* **REQUIRED WORK**
Copy out each record below, exactly as given.
=== TASK INPUTS ===
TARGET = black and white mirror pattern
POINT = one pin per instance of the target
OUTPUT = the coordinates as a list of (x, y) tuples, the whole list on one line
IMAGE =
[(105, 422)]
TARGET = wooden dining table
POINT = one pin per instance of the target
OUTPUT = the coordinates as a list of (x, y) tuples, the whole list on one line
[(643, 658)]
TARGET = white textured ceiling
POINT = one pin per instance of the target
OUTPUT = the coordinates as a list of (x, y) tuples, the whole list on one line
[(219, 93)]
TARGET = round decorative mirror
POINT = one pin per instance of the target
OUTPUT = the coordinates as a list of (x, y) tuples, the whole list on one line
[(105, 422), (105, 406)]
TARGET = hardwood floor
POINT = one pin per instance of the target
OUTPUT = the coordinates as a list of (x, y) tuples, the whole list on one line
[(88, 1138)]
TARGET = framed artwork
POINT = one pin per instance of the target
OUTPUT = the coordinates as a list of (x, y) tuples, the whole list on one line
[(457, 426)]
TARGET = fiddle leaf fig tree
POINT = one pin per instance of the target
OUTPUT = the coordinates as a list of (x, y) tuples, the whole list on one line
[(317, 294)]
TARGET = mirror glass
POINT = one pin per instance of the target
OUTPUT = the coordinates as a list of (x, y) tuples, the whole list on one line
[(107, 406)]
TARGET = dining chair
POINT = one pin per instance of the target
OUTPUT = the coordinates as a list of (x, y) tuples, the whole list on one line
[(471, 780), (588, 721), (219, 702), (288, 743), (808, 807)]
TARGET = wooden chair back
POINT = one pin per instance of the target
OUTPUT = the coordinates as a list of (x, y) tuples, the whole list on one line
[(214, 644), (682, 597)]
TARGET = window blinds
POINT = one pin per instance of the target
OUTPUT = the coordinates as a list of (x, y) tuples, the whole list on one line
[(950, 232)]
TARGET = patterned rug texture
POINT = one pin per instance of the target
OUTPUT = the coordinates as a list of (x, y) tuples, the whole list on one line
===
* **WRITTEN RESPONSE**
TARGET = black and white mirror pattern
POINT = one pin per instance of the target
OUTPUT = the coordinates as a list of (x, y) tuples, the whole list on one line
IMAGE =
[(105, 422)]
TARGET = wooden dining table
POINT = one pin per instance of the target
OUTPUT = the coordinates as a list of (x, y) tuples, the whole list on one line
[(643, 658)]
TARGET = white textured ceiling
POINT = one pin per instance of the target
OUTPUT = the coordinates as a list of (x, y) tuples, the whole list on one line
[(219, 93)]
TARGET = round decorative mirror
POINT = one pin per instance of the target
OUTPUT = the coordinates as a list of (x, y) tuples, the whole list on one line
[(105, 422), (105, 406)]
TARGET = hardwood floor
POINT = one pin per instance of the target
OUTPUT = the coordinates as a list of (x, y) tuples, the whole list on one line
[(88, 1138)]
TARGET = framed artwork
POINT = one pin per instance of the target
OUTPUT = the coordinates as a list of (x, y) tuples, the whole list on one line
[(457, 426)]
TARGET = fiddle leaf fig tree
POINT = one pin per instance of the target
OUTPUT = the coordinates as a list of (x, y) tuples, the whole list on one line
[(317, 294)]
TARGET = mirror glass
POINT = one pin per instance of the target
OUTPUT = the coordinates as a list of (x, y) tuples, the whole list on one line
[(107, 406)]
TARGET = dining chair
POINT = one pin per instance of the target
OUTPUT = the coordinates as a list of (x, y) tuples, the whole list on one line
[(471, 780), (588, 721), (219, 702), (288, 743), (808, 807)]
TARGET = wooden chair back
POINT = one pin per instance of the target
OUTPUT = the coordinates as a list of (x, y) tuples, the whole list on one line
[(214, 644), (682, 597)]
TARGET = window blinds
POINT = one pin per instance of the target
OUTPUT = the coordinates as a list of (x, y) tuples, the whole list on one line
[(950, 232)]
TARGET = patterned rug texture
POINT = one pin per instance of the target
OUTPUT = the coordinates as a list of (x, y) tuples, the whole list on one line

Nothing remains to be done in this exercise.